DATA EXTRACT —
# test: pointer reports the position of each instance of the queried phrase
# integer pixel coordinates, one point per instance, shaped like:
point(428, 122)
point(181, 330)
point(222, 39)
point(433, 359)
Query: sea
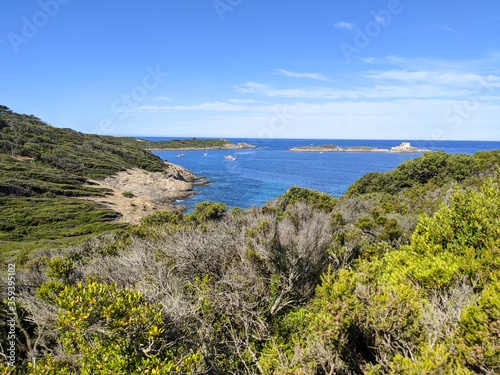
point(266, 172)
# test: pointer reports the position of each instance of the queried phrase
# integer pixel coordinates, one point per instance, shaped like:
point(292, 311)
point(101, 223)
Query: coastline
point(136, 193)
point(404, 147)
point(239, 146)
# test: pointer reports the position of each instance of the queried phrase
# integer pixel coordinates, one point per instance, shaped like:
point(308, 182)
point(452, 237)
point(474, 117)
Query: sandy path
point(152, 192)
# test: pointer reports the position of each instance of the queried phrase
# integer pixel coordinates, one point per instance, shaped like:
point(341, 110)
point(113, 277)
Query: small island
point(404, 147)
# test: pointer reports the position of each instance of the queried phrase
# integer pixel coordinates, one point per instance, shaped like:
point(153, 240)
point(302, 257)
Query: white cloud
point(433, 77)
point(446, 28)
point(368, 60)
point(317, 76)
point(240, 101)
point(345, 25)
point(163, 98)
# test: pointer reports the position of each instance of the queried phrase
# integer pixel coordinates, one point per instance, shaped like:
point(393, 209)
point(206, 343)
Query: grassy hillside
point(183, 144)
point(43, 169)
point(399, 276)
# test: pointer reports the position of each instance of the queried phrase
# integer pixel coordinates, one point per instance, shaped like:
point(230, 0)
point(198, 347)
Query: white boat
point(231, 157)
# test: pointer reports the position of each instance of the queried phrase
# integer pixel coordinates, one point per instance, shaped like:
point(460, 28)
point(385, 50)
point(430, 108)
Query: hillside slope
point(45, 171)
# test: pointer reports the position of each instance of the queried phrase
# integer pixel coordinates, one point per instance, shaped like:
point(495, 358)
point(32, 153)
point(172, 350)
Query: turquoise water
point(261, 174)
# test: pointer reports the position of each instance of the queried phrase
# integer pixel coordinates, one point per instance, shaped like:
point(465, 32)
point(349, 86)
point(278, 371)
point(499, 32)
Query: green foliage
point(297, 194)
point(433, 170)
point(436, 360)
point(193, 143)
point(128, 194)
point(41, 166)
point(34, 223)
point(479, 331)
point(207, 211)
point(109, 330)
point(162, 217)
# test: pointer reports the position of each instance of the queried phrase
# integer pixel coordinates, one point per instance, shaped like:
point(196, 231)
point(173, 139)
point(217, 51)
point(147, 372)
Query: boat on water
point(231, 157)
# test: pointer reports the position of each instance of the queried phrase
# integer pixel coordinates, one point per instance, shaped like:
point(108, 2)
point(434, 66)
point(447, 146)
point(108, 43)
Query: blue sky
point(396, 69)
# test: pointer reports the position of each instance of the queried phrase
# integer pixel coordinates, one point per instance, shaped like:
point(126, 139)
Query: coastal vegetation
point(404, 147)
point(401, 275)
point(44, 173)
point(191, 144)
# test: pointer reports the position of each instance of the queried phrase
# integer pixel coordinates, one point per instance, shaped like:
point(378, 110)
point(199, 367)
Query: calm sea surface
point(261, 174)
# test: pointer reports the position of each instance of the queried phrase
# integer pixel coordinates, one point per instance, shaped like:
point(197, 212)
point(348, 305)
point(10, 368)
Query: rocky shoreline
point(404, 147)
point(241, 145)
point(136, 193)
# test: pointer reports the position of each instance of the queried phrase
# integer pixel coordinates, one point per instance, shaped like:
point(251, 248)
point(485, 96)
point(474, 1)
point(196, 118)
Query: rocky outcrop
point(163, 187)
point(136, 193)
point(407, 147)
point(403, 147)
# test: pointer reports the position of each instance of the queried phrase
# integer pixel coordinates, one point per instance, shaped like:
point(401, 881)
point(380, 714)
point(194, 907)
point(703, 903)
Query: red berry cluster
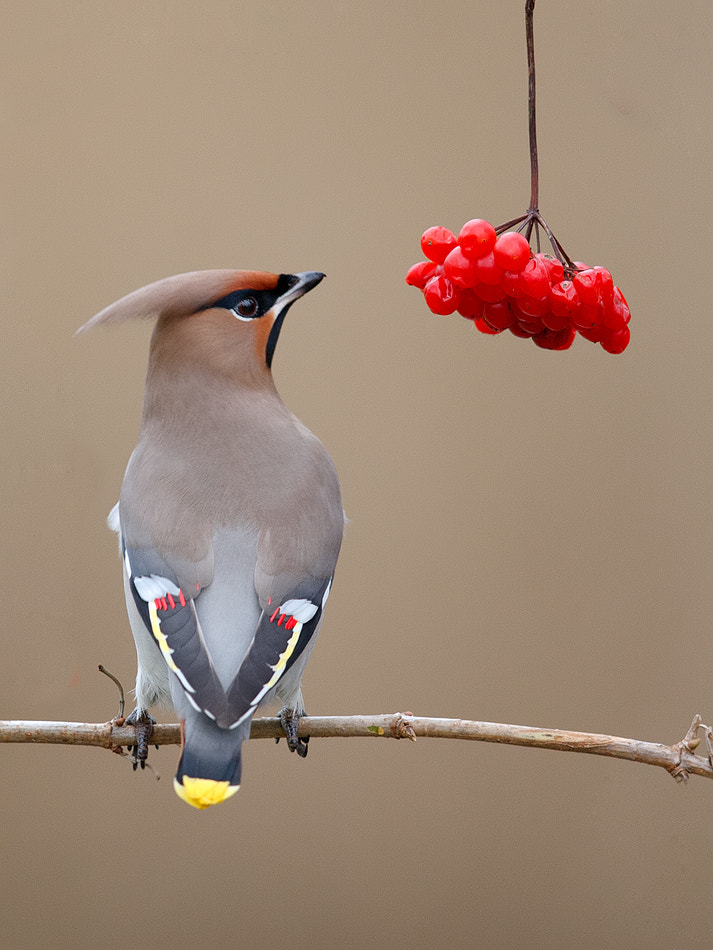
point(497, 282)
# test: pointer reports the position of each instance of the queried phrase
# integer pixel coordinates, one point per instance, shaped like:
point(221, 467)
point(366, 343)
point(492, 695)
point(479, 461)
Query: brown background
point(531, 535)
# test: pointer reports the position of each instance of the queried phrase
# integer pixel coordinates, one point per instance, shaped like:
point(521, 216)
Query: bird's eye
point(247, 307)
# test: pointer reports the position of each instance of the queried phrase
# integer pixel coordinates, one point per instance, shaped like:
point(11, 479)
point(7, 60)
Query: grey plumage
point(230, 516)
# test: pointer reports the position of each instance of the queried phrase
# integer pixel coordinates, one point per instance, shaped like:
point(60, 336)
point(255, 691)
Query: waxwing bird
point(230, 519)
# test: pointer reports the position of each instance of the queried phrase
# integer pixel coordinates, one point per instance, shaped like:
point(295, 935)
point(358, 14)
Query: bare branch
point(679, 759)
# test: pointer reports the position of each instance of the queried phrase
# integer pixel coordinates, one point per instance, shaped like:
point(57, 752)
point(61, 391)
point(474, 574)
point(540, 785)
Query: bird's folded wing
point(283, 631)
point(169, 613)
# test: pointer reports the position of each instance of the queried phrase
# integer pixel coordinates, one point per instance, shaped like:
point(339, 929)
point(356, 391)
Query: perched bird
point(230, 520)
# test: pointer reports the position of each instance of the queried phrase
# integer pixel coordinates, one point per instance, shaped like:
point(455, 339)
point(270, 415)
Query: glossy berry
point(534, 279)
point(487, 270)
point(564, 299)
point(615, 341)
point(436, 243)
point(498, 315)
point(420, 273)
point(512, 251)
point(555, 340)
point(616, 313)
point(469, 304)
point(477, 238)
point(555, 270)
point(587, 285)
point(484, 327)
point(441, 295)
point(499, 284)
point(459, 268)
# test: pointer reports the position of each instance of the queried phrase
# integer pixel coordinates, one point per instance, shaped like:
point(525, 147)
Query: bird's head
point(205, 308)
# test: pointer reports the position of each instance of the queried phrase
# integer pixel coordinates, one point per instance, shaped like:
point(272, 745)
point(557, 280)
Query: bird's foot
point(143, 725)
point(290, 720)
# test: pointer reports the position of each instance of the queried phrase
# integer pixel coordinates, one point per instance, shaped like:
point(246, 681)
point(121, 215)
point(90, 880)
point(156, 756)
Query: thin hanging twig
point(679, 759)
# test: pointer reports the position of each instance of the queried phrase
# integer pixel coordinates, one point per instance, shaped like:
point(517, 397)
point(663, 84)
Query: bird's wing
point(165, 595)
point(284, 629)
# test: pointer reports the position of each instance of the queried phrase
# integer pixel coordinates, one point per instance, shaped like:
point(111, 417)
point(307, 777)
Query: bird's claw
point(143, 725)
point(290, 720)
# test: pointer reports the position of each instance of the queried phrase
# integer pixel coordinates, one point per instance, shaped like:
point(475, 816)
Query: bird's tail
point(210, 765)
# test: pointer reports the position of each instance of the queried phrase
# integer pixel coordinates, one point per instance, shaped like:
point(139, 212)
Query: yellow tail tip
point(203, 792)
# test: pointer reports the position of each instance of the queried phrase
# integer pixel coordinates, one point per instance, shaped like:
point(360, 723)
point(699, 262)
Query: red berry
point(564, 299)
point(517, 330)
point(531, 307)
point(616, 313)
point(510, 283)
point(441, 295)
point(420, 273)
point(587, 316)
point(593, 334)
point(490, 292)
point(469, 304)
point(554, 322)
point(606, 284)
point(534, 279)
point(512, 251)
point(458, 268)
point(483, 326)
point(477, 238)
point(498, 315)
point(555, 270)
point(436, 243)
point(488, 271)
point(615, 341)
point(587, 285)
point(554, 340)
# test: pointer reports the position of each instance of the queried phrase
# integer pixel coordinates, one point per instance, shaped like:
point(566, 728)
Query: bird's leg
point(143, 725)
point(290, 720)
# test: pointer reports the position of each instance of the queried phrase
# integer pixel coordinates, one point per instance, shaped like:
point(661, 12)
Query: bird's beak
point(297, 286)
point(300, 284)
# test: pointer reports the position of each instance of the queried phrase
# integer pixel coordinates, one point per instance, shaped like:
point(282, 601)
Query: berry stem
point(532, 114)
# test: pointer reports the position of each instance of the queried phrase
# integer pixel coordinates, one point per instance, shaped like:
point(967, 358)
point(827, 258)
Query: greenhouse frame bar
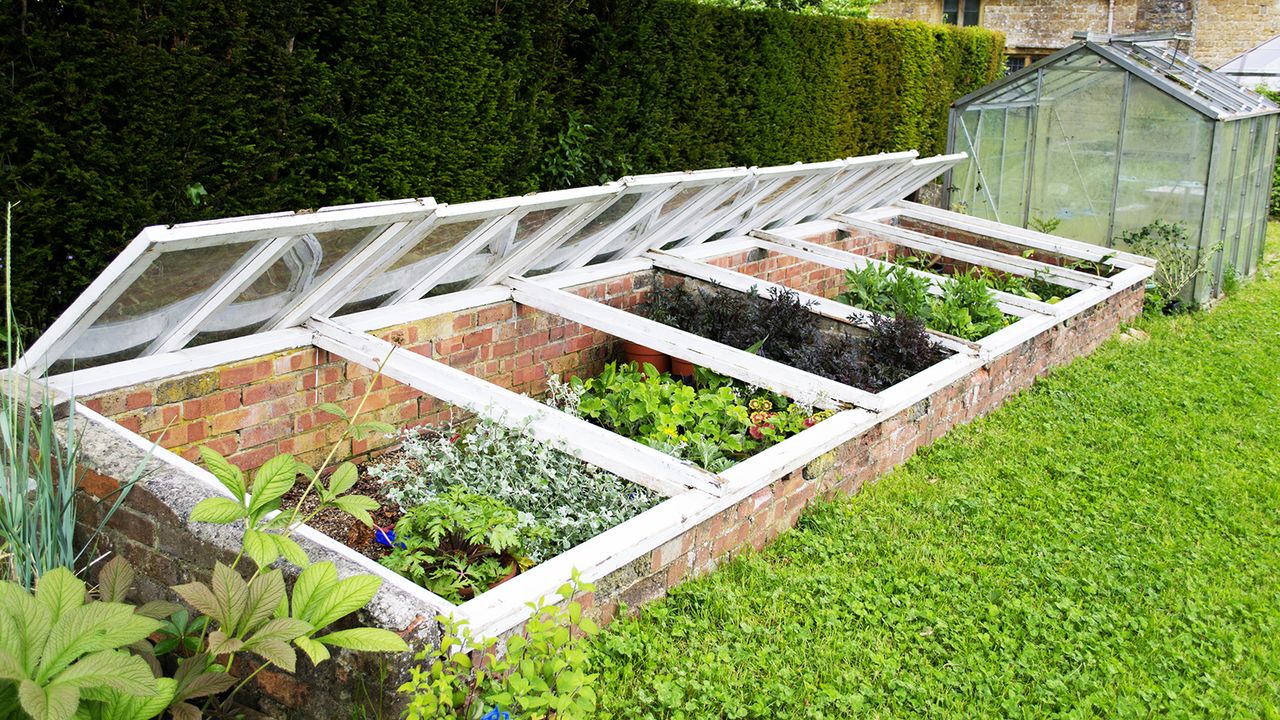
point(287, 310)
point(1112, 133)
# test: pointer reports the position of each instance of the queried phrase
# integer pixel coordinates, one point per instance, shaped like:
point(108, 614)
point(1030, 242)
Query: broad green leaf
point(260, 548)
point(196, 679)
point(109, 668)
point(312, 584)
point(231, 593)
point(48, 703)
point(315, 651)
point(272, 481)
point(343, 478)
point(60, 591)
point(357, 506)
point(115, 579)
point(365, 639)
point(222, 643)
point(90, 628)
point(264, 596)
point(282, 629)
point(228, 474)
point(291, 550)
point(218, 510)
point(119, 706)
point(199, 596)
point(348, 596)
point(278, 652)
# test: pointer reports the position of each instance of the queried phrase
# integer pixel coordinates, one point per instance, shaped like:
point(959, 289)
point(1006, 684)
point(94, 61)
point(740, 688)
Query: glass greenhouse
point(1107, 136)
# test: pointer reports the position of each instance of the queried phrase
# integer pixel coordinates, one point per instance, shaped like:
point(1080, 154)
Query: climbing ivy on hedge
point(114, 108)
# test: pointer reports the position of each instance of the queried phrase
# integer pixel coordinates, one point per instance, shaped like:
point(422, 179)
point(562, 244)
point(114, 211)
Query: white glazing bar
point(830, 309)
point(127, 267)
point(475, 241)
point(760, 372)
point(622, 456)
point(327, 219)
point(768, 212)
point(976, 255)
point(595, 245)
point(664, 231)
point(547, 240)
point(336, 286)
point(250, 268)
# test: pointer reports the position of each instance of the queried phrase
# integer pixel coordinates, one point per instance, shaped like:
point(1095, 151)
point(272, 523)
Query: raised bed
point(492, 350)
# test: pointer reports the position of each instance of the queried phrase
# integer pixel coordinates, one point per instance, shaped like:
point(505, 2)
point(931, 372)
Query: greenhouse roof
point(1173, 72)
point(187, 285)
point(1260, 65)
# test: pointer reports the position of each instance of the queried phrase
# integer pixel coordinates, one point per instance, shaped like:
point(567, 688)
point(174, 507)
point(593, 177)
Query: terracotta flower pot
point(681, 368)
point(639, 354)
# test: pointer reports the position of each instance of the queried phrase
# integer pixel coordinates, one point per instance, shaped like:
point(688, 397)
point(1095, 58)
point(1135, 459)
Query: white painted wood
point(830, 309)
point(593, 246)
point(616, 454)
point(976, 255)
point(90, 305)
point(474, 242)
point(1018, 236)
point(775, 242)
point(328, 219)
point(247, 270)
point(784, 379)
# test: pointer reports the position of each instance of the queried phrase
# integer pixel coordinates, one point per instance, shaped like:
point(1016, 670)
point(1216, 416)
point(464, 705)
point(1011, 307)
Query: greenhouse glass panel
point(1164, 163)
point(173, 285)
point(1077, 131)
point(306, 264)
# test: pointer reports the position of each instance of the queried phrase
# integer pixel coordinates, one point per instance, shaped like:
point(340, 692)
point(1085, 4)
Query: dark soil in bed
point(344, 528)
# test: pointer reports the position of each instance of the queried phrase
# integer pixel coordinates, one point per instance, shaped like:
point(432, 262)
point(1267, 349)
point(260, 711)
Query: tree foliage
point(126, 114)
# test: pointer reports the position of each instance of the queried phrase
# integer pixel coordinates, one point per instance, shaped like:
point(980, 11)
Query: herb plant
point(571, 500)
point(544, 671)
point(460, 543)
point(964, 308)
point(713, 422)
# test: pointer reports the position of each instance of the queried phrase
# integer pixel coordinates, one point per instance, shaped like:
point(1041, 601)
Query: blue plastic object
point(385, 537)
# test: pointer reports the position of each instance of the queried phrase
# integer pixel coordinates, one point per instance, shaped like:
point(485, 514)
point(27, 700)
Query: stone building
point(1220, 30)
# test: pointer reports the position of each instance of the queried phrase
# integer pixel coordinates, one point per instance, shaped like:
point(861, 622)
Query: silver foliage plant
point(548, 487)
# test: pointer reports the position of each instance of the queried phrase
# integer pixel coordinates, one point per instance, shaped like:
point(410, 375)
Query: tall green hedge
point(113, 109)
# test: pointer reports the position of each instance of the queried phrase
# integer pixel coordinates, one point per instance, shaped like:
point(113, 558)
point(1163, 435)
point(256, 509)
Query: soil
point(344, 528)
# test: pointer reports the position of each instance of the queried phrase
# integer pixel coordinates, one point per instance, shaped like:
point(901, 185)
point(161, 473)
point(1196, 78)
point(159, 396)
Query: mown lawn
point(1107, 545)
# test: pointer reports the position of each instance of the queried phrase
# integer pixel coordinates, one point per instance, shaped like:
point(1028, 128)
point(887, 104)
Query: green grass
point(1107, 545)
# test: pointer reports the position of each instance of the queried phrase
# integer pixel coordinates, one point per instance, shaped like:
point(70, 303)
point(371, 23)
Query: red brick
point(273, 390)
point(494, 314)
point(245, 374)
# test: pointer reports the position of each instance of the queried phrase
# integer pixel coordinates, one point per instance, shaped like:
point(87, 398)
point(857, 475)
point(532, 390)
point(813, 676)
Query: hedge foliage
point(114, 109)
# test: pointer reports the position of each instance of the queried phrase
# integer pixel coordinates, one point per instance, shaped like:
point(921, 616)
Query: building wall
point(152, 531)
point(1224, 28)
point(1220, 28)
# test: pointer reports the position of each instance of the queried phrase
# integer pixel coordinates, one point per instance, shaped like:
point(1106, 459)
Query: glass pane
point(1078, 127)
point(307, 263)
point(164, 295)
point(1165, 163)
point(592, 231)
point(429, 251)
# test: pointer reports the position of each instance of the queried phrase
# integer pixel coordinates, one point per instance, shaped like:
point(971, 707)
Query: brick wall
point(261, 406)
point(762, 516)
point(1220, 28)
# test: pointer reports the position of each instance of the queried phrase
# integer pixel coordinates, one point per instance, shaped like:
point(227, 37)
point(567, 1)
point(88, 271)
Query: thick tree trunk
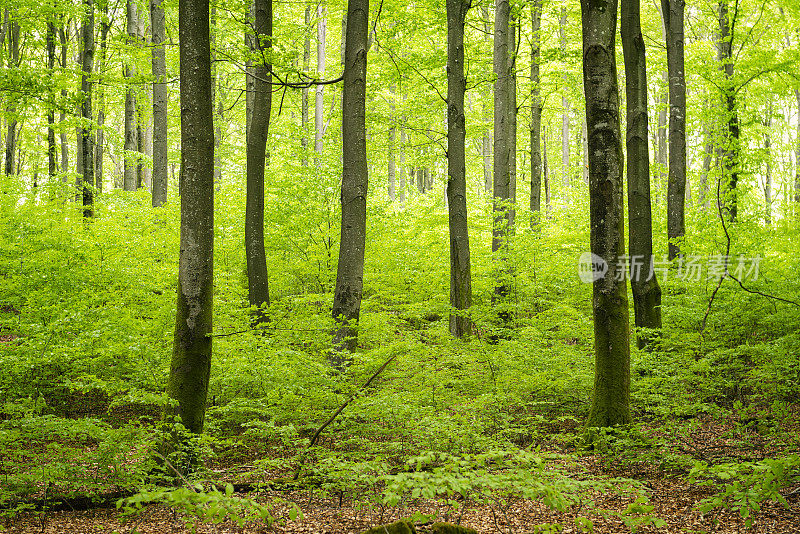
point(130, 182)
point(62, 34)
point(257, 279)
point(304, 99)
point(729, 151)
point(502, 209)
point(536, 113)
point(319, 100)
point(87, 137)
point(392, 179)
point(673, 14)
point(50, 39)
point(610, 402)
point(350, 271)
point(11, 135)
point(565, 107)
point(646, 291)
point(160, 102)
point(105, 26)
point(460, 276)
point(190, 368)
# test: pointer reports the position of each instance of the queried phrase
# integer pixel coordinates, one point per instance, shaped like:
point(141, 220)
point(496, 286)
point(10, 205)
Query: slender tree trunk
point(190, 368)
point(536, 113)
point(62, 34)
point(486, 140)
point(392, 179)
point(610, 402)
point(11, 135)
point(319, 101)
point(645, 289)
point(105, 26)
point(729, 152)
point(304, 103)
point(160, 102)
point(545, 174)
point(50, 38)
point(503, 121)
point(130, 182)
point(257, 279)
point(460, 276)
point(350, 271)
point(87, 137)
point(673, 14)
point(565, 107)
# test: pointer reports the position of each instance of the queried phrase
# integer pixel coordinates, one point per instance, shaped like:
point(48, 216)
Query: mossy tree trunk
point(646, 291)
point(190, 368)
point(460, 275)
point(610, 402)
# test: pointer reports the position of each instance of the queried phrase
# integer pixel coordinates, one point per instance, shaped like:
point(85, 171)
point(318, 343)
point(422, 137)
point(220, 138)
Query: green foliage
point(746, 486)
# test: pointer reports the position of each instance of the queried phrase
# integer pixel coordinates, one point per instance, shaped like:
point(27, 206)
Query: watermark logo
point(591, 267)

JOB — Which lines in the items above contain the word "hillside"? Pull out every one of them and copy each line unchanged.

WRITTEN REPLY —
Query: grassy hillside
Query: hillside slope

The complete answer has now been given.